Copy the following lines verbatim.

** Begin **

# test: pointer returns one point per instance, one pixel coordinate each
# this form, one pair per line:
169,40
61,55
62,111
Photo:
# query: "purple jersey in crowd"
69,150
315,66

** End **

Response to this exercise –
# test: pointer returns one point per instance, one pixel coordinate each
# this form, one pair per line:
169,40
61,55
62,111
Photo:
# query: "purple jersey in crowd"
69,150
315,66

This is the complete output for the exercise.